(Extracts from a box-labeled dataset)
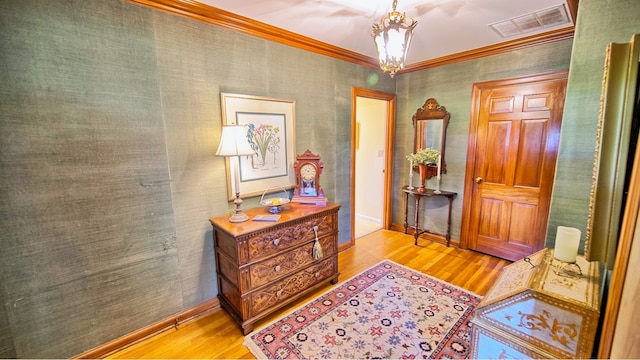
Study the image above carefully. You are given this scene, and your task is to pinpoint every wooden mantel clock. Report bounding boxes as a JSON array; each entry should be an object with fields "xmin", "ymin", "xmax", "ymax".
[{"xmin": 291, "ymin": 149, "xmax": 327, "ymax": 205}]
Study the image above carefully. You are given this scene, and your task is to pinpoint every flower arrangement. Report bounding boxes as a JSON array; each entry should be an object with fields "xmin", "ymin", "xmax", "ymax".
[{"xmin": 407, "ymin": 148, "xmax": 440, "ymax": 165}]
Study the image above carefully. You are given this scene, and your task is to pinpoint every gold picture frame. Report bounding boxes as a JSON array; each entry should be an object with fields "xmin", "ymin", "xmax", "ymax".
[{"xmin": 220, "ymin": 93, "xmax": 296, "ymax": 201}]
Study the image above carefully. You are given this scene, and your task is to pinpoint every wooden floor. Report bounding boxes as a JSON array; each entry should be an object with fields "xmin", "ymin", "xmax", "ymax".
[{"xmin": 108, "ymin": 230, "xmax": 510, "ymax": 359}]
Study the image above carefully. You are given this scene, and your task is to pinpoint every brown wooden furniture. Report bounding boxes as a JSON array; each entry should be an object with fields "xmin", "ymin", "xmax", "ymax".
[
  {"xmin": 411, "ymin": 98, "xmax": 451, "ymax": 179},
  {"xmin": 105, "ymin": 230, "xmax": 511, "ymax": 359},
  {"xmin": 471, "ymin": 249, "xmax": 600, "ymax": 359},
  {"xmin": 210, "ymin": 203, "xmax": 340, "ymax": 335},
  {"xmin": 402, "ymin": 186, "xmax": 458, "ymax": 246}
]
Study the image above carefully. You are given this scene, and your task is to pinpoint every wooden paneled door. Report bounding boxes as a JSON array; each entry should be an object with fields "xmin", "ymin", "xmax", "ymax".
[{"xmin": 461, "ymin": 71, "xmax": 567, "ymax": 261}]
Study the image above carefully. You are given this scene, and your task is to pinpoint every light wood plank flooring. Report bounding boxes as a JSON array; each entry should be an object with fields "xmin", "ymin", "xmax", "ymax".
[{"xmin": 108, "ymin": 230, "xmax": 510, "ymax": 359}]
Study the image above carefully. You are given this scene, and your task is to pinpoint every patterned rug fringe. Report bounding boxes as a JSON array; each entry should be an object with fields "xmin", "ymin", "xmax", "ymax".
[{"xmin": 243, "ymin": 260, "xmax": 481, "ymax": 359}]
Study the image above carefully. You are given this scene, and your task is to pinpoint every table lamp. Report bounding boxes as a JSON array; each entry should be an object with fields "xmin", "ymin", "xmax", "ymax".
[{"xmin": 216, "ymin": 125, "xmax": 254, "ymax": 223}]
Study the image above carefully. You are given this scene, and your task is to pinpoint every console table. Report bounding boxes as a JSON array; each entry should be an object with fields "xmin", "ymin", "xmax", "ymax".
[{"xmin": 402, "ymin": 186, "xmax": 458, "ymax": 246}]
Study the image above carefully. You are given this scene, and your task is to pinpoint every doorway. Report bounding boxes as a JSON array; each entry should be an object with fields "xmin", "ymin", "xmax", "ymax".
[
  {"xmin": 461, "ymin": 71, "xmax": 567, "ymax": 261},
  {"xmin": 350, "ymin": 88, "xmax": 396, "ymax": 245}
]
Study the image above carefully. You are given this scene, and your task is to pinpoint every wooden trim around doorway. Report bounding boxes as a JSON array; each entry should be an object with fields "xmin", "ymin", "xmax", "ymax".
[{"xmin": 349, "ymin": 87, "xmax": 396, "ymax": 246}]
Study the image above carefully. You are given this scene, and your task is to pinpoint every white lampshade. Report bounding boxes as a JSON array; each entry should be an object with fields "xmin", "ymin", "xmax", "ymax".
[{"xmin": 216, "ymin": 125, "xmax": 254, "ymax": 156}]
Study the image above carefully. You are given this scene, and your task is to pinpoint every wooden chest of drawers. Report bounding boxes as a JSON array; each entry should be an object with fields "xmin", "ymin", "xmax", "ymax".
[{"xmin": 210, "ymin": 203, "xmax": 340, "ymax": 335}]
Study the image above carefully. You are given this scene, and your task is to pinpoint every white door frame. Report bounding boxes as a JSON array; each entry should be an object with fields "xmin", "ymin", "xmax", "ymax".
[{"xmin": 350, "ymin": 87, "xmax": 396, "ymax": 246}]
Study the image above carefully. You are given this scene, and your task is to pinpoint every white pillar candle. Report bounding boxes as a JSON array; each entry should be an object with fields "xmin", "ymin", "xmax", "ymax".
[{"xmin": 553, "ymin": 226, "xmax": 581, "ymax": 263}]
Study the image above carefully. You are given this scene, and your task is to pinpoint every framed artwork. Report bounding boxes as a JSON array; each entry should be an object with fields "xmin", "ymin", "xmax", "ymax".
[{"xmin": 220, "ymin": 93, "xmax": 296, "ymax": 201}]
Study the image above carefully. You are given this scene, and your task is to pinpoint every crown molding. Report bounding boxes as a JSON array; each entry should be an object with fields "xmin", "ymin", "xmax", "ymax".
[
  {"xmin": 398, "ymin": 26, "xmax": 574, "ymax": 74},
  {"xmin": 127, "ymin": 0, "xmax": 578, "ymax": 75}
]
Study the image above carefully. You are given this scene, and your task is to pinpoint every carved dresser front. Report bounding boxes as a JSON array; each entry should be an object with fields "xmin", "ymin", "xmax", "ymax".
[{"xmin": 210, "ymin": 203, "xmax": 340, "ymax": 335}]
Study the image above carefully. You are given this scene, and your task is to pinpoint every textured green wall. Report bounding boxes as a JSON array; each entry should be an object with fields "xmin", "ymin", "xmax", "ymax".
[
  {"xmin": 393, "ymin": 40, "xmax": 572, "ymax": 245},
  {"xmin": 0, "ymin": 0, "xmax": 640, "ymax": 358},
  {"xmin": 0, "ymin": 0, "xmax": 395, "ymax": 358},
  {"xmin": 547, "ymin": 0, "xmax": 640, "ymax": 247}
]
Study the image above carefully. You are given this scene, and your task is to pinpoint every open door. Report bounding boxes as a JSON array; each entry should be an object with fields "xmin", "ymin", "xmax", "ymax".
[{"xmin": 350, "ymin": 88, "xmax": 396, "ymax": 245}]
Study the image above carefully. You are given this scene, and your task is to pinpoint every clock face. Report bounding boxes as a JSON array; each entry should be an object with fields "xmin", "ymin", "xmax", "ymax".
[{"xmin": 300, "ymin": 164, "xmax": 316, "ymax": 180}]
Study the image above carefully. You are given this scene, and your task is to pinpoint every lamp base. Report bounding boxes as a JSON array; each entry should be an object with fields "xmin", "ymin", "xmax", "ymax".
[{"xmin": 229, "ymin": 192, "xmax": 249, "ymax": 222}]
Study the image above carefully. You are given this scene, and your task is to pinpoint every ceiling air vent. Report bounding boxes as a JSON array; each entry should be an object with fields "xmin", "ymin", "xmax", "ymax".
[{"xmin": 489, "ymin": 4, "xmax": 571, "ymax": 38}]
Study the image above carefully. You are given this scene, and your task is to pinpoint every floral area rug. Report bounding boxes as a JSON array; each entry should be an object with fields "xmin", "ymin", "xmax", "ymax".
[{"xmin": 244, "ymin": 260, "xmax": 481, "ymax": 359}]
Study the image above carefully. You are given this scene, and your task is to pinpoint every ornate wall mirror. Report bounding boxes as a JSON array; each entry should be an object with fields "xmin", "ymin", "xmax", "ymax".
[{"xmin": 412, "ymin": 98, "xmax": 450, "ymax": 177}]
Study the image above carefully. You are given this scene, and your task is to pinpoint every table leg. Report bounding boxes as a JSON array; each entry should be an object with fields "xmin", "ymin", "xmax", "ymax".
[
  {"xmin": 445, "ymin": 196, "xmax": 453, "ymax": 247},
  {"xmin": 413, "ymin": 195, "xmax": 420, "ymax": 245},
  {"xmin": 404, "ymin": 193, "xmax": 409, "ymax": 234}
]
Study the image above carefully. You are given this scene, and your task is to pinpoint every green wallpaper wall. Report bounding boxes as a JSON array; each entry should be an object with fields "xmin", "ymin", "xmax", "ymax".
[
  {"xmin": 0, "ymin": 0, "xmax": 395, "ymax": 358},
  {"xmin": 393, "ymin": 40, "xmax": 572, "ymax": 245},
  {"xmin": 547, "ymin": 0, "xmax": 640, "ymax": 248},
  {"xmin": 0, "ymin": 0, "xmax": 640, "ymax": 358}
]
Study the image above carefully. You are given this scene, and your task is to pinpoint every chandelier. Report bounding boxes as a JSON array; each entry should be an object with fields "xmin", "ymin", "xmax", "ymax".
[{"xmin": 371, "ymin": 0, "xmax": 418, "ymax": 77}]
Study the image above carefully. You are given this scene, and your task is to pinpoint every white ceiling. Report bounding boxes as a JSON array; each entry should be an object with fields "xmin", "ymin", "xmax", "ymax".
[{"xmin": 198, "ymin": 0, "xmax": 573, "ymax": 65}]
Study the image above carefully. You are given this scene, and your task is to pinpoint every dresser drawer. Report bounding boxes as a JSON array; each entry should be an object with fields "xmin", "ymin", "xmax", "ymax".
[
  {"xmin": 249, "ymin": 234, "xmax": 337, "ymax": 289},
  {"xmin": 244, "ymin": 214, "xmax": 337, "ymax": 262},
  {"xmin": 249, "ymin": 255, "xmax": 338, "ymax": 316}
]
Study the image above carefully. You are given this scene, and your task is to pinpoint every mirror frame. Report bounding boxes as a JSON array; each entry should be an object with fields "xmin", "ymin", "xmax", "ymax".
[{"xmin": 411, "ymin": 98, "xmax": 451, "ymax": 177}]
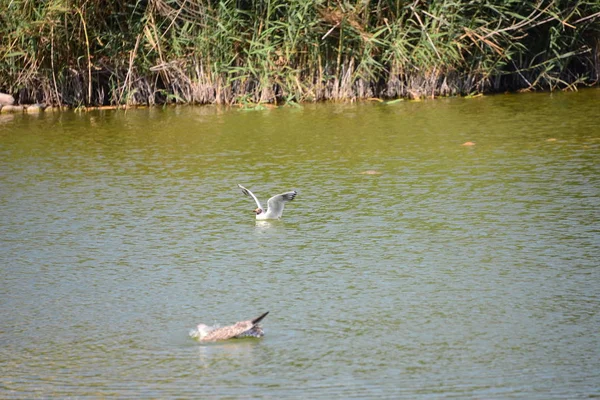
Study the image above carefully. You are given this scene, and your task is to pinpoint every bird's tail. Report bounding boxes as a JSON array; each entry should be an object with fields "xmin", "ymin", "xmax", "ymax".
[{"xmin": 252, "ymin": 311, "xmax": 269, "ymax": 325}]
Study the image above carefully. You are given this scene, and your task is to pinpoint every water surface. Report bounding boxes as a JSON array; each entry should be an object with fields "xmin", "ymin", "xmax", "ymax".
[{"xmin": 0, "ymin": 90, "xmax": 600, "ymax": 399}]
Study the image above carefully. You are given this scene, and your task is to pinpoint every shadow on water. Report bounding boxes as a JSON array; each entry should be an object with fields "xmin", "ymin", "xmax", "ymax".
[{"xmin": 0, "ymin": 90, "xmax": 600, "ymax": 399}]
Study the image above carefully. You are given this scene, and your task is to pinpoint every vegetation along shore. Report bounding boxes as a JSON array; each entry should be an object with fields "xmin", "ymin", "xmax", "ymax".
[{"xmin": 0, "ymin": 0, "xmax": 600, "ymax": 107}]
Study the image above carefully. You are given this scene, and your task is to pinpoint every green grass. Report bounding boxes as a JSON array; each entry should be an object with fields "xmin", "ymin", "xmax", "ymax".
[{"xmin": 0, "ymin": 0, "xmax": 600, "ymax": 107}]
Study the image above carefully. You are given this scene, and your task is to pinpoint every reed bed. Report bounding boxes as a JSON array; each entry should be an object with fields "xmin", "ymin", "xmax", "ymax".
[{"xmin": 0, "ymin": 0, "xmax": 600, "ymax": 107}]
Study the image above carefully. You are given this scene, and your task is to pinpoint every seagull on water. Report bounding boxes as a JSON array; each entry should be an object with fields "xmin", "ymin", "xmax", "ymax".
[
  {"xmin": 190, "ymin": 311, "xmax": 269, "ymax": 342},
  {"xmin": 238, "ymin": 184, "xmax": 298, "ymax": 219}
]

» **WHAT IS REQUIRED**: Convert the entries, from the line containing "pinpoint every seagull" through the end of the entries, both included, into a JSON list of strings with one string per line and no blank lines.

» **EXERCISE RESULT**:
[
  "Study the image above carefully. You are given this scene, and your task is to pinpoint every seagull on water. Report bounding boxes as a JSON array; each entry should be an object with fields \"xmin\", \"ymin\", \"xmax\", \"ymax\".",
  "[",
  "  {\"xmin\": 190, \"ymin\": 311, \"xmax\": 269, \"ymax\": 342},",
  "  {\"xmin\": 238, \"ymin\": 184, \"xmax\": 298, \"ymax\": 219}",
  "]"
]